*EXERCISE DETAILS*
Please list every company or brand named in the article on subscriptions below.

Such initiatives have led to an explosion in the size of the market – which hit £395 million in 2021 and the forecast had been for it to reach £1.8 billion by 2025, according to research from Whistl. The research also found 81% of people surveyed signed up to at least one subscription in 2021, compared with 65% in 2020, and that the average UK consumer spent an average of £52 on subscriptions last year.

 

However, this is not to say that the market has not had its challenges. The cost-of-living crisis has led to a cull of subscriptions by many people. Over a third (35%) of UK consumers are now using fewer subscription services than during the pandemic, according to research from Virgin Media O2. 

 

This backdrop of churn in the market has led those companies who were focused purely on subscriptions to broaden out their models. There have been many examples of businesses moving into selling through retailers such as Graze and Harry’s shavers. Others have sought to increasingly use subscriptions as a driver of customers to purchase the items individually. This effectively copies the models of the health & beauty boxes that typically send out small versions (sample sizes) of products to introduce subscribers to new brands.

 

Subscription schemes certainly come in various forms and as such offer retailers a great opportunity to add a new channel-to-market to their existing operations. It might not prove to be as powerful as it has been at Pret and save a business but it represents an additional revenue stream that every retailer would surely welcome in these tough times.

The cons by Matthew Valentine:

 

For a long term fan of retail, it is hard to get excited about subscriptions. The whole concept is a kind of anti-retail that essentially exists to get retailers out of the picture altogether.

 

The idea of cutting out the middleman is as old as business itself and, in this situation, the retailer is the middleman. 

 

Product subscriptions – be they for toilet paper, beer or razor blades – are a convenient way for product brands to deal directly with their customers. In this world, the brands make a higher margin because retailers aren’t taking a cut, and customers get a cheaper product delivered to their door. 

 

There are certainly benefits for the brands. They don’t need to deal with cutthroat buyers, they don’t face demands to fund discounts, they don’t have to pay for POS displays. They just invest in their own brand reputation and marketing, set up a clever app and a neat delivery mechanism, and reap the rewards.

*INPUT DATA*
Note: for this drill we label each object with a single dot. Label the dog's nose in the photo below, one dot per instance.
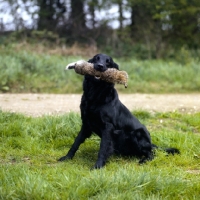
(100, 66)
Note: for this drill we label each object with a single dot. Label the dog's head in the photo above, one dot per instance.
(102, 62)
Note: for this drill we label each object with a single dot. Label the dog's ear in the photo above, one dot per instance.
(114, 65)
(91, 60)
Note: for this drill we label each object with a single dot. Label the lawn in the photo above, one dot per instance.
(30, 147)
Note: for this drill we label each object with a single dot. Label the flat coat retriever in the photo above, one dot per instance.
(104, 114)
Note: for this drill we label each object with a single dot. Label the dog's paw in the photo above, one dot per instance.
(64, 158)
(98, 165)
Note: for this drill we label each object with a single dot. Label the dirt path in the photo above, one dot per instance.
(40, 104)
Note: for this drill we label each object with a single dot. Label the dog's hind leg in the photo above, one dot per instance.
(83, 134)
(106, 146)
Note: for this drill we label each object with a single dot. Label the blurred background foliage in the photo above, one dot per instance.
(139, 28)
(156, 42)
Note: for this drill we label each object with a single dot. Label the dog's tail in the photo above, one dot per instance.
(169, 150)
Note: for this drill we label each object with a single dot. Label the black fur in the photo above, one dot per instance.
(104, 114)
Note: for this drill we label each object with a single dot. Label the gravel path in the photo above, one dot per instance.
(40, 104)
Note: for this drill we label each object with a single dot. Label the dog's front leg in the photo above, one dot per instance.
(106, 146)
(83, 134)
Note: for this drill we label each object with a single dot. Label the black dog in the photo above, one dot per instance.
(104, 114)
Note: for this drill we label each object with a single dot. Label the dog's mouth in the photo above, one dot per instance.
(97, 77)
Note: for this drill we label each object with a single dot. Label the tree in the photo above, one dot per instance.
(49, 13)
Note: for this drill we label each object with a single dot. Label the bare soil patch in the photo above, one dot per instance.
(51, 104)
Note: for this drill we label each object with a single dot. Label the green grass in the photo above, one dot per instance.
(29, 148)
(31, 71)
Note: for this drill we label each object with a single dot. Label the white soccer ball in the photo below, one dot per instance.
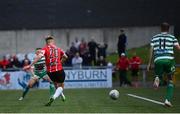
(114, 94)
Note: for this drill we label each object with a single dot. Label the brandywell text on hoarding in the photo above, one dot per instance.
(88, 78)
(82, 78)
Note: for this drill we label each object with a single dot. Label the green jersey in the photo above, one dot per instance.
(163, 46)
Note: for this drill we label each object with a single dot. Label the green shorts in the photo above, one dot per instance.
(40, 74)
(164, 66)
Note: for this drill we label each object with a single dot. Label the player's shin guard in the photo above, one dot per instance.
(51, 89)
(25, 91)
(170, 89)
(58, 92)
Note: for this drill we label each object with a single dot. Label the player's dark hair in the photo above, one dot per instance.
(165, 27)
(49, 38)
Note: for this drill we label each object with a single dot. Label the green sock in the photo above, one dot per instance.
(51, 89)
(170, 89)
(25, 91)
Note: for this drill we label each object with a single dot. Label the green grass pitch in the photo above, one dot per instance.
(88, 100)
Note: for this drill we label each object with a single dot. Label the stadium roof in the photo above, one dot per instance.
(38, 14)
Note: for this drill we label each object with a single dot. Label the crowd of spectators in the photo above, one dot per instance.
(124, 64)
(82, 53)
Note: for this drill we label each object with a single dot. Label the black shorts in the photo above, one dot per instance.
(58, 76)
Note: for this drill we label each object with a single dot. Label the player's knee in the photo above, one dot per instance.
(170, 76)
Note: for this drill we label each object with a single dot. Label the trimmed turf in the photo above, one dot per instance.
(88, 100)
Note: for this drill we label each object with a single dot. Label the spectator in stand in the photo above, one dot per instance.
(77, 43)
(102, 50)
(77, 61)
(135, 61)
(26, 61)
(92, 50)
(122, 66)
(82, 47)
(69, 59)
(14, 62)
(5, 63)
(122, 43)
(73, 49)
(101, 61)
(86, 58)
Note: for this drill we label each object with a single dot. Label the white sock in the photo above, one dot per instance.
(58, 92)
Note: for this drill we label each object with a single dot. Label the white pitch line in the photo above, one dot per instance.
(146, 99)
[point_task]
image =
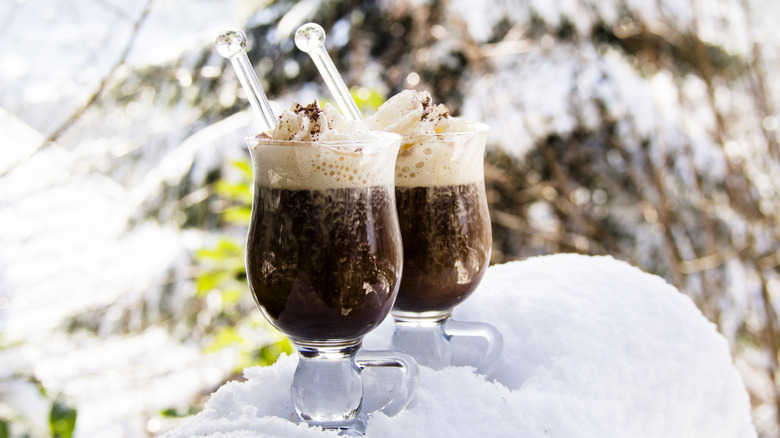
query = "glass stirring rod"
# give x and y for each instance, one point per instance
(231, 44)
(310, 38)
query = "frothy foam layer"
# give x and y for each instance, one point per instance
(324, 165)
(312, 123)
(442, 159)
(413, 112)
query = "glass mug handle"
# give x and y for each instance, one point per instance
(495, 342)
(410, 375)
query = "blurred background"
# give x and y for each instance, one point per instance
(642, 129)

*SOLUTION BELOW*
Whistl
Virgin Media O2
Graze
Harry's
Pret